* _Excerpted data_:

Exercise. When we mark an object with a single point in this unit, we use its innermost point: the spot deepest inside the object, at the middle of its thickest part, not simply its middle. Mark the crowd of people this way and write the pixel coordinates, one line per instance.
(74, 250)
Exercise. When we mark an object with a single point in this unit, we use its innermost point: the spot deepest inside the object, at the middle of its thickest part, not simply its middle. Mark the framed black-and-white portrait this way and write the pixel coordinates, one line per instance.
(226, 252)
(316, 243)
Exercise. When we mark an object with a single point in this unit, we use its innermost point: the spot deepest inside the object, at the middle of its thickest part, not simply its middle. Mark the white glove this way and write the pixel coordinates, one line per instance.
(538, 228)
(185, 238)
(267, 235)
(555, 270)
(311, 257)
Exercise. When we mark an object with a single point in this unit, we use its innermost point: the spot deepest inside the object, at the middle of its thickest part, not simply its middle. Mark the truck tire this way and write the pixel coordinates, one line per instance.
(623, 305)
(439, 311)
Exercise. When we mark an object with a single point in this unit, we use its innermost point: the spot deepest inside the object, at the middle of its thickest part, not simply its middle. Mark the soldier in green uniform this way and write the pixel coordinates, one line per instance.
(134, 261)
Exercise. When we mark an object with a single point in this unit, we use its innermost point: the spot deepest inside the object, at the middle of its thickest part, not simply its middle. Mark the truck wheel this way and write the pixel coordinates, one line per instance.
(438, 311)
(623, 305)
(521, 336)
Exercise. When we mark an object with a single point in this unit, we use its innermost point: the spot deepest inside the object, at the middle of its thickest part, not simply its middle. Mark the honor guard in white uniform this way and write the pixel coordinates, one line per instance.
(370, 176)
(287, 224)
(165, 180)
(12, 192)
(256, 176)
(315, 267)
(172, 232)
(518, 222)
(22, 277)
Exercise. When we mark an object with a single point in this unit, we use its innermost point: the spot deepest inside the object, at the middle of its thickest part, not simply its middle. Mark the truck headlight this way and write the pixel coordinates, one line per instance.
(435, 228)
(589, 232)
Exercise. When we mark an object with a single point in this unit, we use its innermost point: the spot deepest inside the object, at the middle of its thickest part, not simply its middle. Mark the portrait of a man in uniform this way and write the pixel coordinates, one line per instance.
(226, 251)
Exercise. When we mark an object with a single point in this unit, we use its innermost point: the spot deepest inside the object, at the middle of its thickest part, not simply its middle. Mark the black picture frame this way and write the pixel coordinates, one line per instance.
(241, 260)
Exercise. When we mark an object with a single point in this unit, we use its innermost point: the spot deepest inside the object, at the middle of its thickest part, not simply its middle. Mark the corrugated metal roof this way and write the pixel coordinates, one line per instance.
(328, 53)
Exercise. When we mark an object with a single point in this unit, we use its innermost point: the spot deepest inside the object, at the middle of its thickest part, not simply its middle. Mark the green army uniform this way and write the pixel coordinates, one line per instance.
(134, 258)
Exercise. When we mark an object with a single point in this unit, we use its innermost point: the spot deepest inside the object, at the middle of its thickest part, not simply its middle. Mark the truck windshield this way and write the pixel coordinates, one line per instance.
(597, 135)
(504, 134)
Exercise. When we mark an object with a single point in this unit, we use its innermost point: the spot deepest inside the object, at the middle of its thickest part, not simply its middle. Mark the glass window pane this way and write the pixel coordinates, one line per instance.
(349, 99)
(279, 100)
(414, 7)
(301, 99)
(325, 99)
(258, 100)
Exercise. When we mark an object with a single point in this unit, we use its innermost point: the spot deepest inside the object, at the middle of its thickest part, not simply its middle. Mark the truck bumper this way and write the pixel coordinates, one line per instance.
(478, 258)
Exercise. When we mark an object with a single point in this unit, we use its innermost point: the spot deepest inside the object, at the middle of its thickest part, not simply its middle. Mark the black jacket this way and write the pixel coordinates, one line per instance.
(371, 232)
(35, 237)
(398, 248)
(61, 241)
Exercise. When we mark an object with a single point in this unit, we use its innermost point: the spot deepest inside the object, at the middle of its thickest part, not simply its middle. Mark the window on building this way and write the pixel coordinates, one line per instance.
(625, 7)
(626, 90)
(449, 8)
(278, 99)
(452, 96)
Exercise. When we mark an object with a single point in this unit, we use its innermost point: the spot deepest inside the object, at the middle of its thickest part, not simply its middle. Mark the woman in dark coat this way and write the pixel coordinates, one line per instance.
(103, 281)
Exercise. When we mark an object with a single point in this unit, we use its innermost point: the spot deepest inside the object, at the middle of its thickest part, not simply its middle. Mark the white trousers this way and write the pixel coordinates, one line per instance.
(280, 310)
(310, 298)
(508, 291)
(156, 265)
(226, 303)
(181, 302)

* _Stated exercise_: Write down the full listing again, exactly.

* _Answer below_:
Exercise. When we mark an object with a single point in this unit, we use its innermost point: the spot deepest inside the object, at the middle of its thickest part, not simply its middle. Mark the crowd of people this way and write the pixel coordinates, one line per instance.
(74, 250)
Exercise. When we mark an object with a single point in this unit, we use its innermost point: the spot deepest inside the object, at the middle of its thickest part, not simply its middle. Mark the framed black-and-white portrait this way and write the pixel coordinates, one line per instance.
(226, 252)
(316, 243)
Exercise. When we mark an object with a single point in this unit, we use its innermost point: the spot deepest inside the object, at the middle of its thickest part, not simply its middle. Mark the white glove this way and write the pixel coordinates, one line per instance.
(538, 228)
(185, 238)
(267, 235)
(555, 270)
(311, 257)
Exercise. When we mark an object with a single point in this unit, we use its innermost point: the spot deepest inside the object, at the middle of its thickest part, not simply its middle. Mark the truck tire this way and write the pixel coordinates, one line per instance.
(623, 305)
(439, 311)
Exercise. When we mark an object with a single point in this unit, we use its innermost point: the spot deepest inside the object, at the middle of its thickest part, not simply its middle. Mark the soldier in green uniform this way and write the pixel coordinates, one line per instance.
(134, 261)
Exercise. When we mark an object with a single point in this unit, we use its innermost point: the spot deepest inside the object, at the middle of its thickest part, not simply its middle. Mark the truck wheel this way and write the pixel coordinates, one line per instance.
(438, 311)
(623, 305)
(521, 336)
Exercise. When we mark an object with a single point in this unit, we use its innermost point: the spot deepest inside the object, at the middle of its thickest part, not simply its middle. Mark the honor guard in white uniform this way and write the pixel coordinates, one line per instance.
(370, 176)
(287, 224)
(165, 180)
(12, 192)
(256, 176)
(315, 267)
(172, 232)
(518, 222)
(22, 277)
Exercise. When we mark an object with a single point in this unit, we use its innermost point: the spot deepest inside the object, at the middle of its thickest part, not simply its middle. Mark the truck headlight this way and write the pixel coordinates, one line per instance.
(435, 228)
(589, 232)
Exercise. When we mark an object with a single point in this unit, we use its innermost point: the spot deepest inside the object, at the middle of its thickest part, not simply its middle. Mark the portrait of a man in uniform this way and write the pixel coordinates, one line per instance.
(226, 251)
Exercise. When we mark an object with a single point in this unit, we use its innermost point: the spot deepest inside the object, at the middle of its thickest part, not simply its middle. Mark the black picture frame this way and write the pixel coordinates, one line per instance.
(241, 260)
Exercise. When we mark an object with a single point in this unit, we use its innermost point: the spot deepest inside the object, at the middle of its thickest part, not simply its middle. Mark the corrugated metal roof this way and write the pixel coordinates, one line per instance.
(328, 53)
Exercise. When we mark an object with a single point in this unit, we use its innermost point: the spot deepest inside the object, at the middle of its thickest part, not simply its middle. Mark the green army uniform this way and write the pixel coordinates, one line per instance.
(134, 258)
Exercise. When we mark an object with a single point in this unit, we use its innermost point: the spot deepest inside the object, at the middle of its thickest part, not simply its middle. Mark the truck windshield this way and write the pixel coordinates, one line per instance.
(597, 135)
(504, 134)
Exercise. When we mark an object with a single point in this unit, we use its innermost point: the spot deepest inside the object, at the middle of its thickest part, not simply its middle. Mark the glass window pane this way and write the pixel coordinates, one line per instance.
(349, 99)
(279, 100)
(414, 7)
(301, 99)
(325, 99)
(258, 100)
Exercise. When we mark an object with a single point in this unit, we use its innermost point: the spot deepest inside the object, at the middle of its thickest part, not simply its middle. Mark the truck bumper this way and write the pixel coordinates, one line per instance.
(478, 258)
Exercise. When we mark an object with a single point in this unit, we use its innermost point: the spot deepest inside the object, at the middle of its thickest part, not simply its middle. Mark the black jacket this way and write the pixel coordinates, one line per instance.
(371, 232)
(35, 237)
(398, 248)
(61, 241)
Exercise. When we mark an object with a single point in this unit, we use its innermost point: the spot deepest inside the object, at the middle of its thickest part, not simply its middle. Mark the window on building this way and write the pixel coordinates, one line per instance.
(625, 7)
(626, 90)
(449, 8)
(278, 99)
(452, 96)
Exercise. When we mark an object with a single point in this unit, we use its innermost point: the spot deepest inside the object, at the middle of its thickest part, not simply its middle. Mark the woman in dark coat this way and write the pixel coordinates, one line per instance.
(103, 281)
Exercise. When we mark an object with a single point in this unit, we use its innermost point: the spot deepest inside the object, at the middle of its thickest part, not simply its middle. Mark the white trousers this way and write the pixel coordinates, one line per instance.
(280, 310)
(310, 298)
(508, 291)
(156, 265)
(226, 303)
(181, 302)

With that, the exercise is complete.